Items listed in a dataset
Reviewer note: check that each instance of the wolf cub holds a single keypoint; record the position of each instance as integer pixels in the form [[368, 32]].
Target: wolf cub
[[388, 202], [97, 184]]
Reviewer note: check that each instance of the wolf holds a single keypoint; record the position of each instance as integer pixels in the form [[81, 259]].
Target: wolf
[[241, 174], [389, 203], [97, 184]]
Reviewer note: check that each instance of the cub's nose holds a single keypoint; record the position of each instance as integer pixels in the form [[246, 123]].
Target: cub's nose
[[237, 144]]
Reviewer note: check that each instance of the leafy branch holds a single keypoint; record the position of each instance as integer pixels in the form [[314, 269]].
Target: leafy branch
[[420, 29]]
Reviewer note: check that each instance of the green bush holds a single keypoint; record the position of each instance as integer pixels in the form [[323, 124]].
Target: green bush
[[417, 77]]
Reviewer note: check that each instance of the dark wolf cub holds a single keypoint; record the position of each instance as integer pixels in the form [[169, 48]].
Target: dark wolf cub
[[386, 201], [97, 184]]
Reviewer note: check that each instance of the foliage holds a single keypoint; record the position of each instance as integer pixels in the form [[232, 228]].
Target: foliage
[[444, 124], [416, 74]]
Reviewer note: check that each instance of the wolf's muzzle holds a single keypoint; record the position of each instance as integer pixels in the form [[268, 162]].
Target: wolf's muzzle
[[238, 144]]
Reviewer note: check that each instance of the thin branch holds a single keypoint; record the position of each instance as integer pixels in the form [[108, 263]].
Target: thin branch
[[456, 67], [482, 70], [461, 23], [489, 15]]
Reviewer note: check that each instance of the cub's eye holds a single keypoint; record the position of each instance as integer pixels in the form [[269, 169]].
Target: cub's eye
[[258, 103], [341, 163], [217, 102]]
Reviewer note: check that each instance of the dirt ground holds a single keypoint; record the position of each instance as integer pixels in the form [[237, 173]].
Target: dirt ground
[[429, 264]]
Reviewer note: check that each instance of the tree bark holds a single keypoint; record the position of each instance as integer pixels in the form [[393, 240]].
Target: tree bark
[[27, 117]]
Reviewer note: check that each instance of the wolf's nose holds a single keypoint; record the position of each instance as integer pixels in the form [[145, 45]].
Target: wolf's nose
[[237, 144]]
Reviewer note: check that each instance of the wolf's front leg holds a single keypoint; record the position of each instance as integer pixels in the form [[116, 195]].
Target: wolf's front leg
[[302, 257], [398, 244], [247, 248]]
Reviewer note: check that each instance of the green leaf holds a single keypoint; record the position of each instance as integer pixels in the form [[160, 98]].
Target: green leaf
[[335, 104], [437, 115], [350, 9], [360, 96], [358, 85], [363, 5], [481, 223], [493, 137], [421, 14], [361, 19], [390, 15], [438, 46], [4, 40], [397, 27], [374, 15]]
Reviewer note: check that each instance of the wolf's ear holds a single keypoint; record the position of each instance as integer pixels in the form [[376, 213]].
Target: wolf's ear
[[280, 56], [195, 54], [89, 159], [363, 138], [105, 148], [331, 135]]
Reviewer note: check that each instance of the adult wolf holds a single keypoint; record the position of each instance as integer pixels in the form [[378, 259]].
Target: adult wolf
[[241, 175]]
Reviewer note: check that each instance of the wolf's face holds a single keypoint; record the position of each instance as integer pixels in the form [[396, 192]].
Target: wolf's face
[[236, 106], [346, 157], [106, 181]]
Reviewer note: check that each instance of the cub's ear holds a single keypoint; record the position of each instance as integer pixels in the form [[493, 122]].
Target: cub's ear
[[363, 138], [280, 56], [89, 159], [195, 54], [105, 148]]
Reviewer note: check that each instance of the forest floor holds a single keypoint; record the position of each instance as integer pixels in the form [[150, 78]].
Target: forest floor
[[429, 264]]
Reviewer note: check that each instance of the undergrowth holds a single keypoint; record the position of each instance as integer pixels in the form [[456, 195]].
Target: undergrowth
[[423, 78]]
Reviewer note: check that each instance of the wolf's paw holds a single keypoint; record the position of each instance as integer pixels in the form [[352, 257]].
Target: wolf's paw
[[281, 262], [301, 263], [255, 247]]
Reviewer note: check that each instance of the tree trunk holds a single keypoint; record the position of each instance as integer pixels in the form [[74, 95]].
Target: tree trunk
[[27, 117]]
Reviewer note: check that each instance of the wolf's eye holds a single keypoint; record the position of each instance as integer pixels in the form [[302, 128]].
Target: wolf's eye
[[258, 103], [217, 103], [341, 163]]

# [EXERCISE GOAL]
An exact copy of every entry is required.

# [ANSWER BOX]
Reviewer note: check that each instance of the wolf cub holds a single keypoint; record the position of each instance as integer pixels in the form [[368, 32]].
Target: wolf cub
[[388, 202], [97, 184]]
Reviewer note: check that each instance of the wolf holds a single keypoint; record the position of each instance as integer pixels in the form [[81, 259]].
Target: wolf
[[241, 174], [389, 203], [97, 184]]
Reviewer note: check that each instance of the cub's nose holds a single keypoint; record the position of each instance as integer pixels in the form [[246, 123]].
Target: cub's nose
[[237, 144]]
Reviewer note: check that each instance of the leafy branch holds a single keypoint; record the position of each instance as integer pixels in the form [[314, 269]].
Target: leafy branch
[[420, 29]]
Reviewer note: check that each instance of the green bush holds a single keypoint; record the position of each instance as integer pixels in the form [[323, 124]].
Target: green bush
[[417, 77]]
Reviewer note: check that each instance of the dark wolf cub holds a single keypoint; record the position of each instance as integer pixels in the form [[169, 48]].
Target: dark wolf cub
[[386, 201], [97, 184]]
Reviewer note: check that each instance of the foliage holds a single keypoint; record the position of each instance as integer pixels in the form [[232, 228]].
Target: foliage
[[444, 124], [416, 74]]
Reviewer note: check that each instance of the wolf's muzzle holds a single keypoint; record the position of each instance as integer pixels in the form [[268, 162]].
Target: wolf's muzzle
[[238, 144]]
Reviewer note: check that each instance of the thin branch holds a single keypoint; record the position of each instance as integer pixels in the form [[108, 263]].
Target: thin branch
[[456, 67], [482, 70], [461, 23], [489, 15]]
Reviewer note: check that each instance of the cub's eye holds a single keypoint; record the position of each instance as integer pixels in the form [[269, 169]].
Target: cub's eye
[[258, 103], [341, 163], [217, 102]]
Reviewer note: check that each instance of the dirt ground holds a single keypoint; record the position of each instance as integer pixels in the form [[237, 173]].
Target: dirt ground
[[429, 264]]
Reviewer note: check that each instance of the tree bark holds a single keypoint; record the position of each instance as integer pixels in the form [[393, 240]].
Target: tree bark
[[27, 117]]
Reviewer note: check that each instance of the wolf's nose holds a single keypoint; record the position of each instance as integer pixels in the form [[145, 45]].
Target: wolf's nose
[[237, 144]]
Reviewer note: check that each instance of the wolf's front leg holds a single keypoint; record the position of each instance as integer pixels in the form [[116, 195]].
Target: wolf's front leg
[[302, 257], [398, 244], [247, 248]]
Reviewer note: check that each instance of the green leaf holds a single keypoint; record the position of each instance as integer pixels in the form [[160, 98]].
Target: green leaf
[[335, 104], [437, 115], [350, 9], [360, 96], [358, 85], [363, 5], [481, 223], [493, 137], [421, 14], [361, 19], [390, 15], [438, 46], [4, 40], [397, 27], [374, 15]]
Reviewer note: check that each instance of the wolf's ear holds a single keypoint; record the position of each instance as integer pixels in the form [[376, 213]].
Target: wolf's ear
[[280, 56], [195, 54], [89, 159], [363, 138], [105, 148], [331, 135]]
Reviewer note: check that each instance of the adult wolf holds a single keypoint; record the position of each instance as integer pixels in the form [[378, 259]].
Target: adult wolf
[[241, 175]]
Reviewer note: check that each instance of the wolf's face holds a single keypoint; record the position of each instance as integer pixels in the form [[396, 192]].
Target: wolf's face
[[236, 106], [346, 157], [106, 181]]
Reviewer note: check that each instance of the cub's ear holds a single keypoint; record the position of each instance as integer pixels in the form [[493, 122]].
Target: cub's ear
[[363, 138], [280, 56], [89, 159], [195, 54], [105, 148]]
Reviewer note: check that each instance of the forest floor holds a single keypoint; record the position of each instance as integer pixels in the form [[150, 78]].
Target: forest floor
[[429, 264]]
Reviewer note: check that each instance of the undergrowth holds a single keypoint; record the position of each instance as integer pixels in the form [[456, 195]].
Target: undergrowth
[[423, 78]]
Reviewer note: check that each instance of the wolf's paw holds a single keypoint; record the position of each instance as integer pixels in the form [[352, 257]].
Target: wolf's paw
[[281, 262], [301, 263], [255, 247]]
Reviewer note: check that each instance of the tree trunk holds a single keypoint; record the position of each instance as integer pixels in the form [[74, 95]].
Target: tree trunk
[[27, 117]]
Reviewer note: check that each instance of the wolf's eye holds a single keypoint; record the position of each instance as integer pixels in the form [[302, 128]].
Target: wolf's eye
[[258, 103], [217, 103], [341, 163]]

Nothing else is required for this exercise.